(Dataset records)

▼

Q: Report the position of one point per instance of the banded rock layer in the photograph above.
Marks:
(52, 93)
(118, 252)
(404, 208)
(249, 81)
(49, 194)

▲

» What needs to be done: Reproduce the lines above exactly as they appear.

» Result:
Q: Report the position of one point per instance of the banded rock layer in the photograph above.
Marks:
(52, 93)
(118, 252)
(404, 208)
(249, 81)
(49, 194)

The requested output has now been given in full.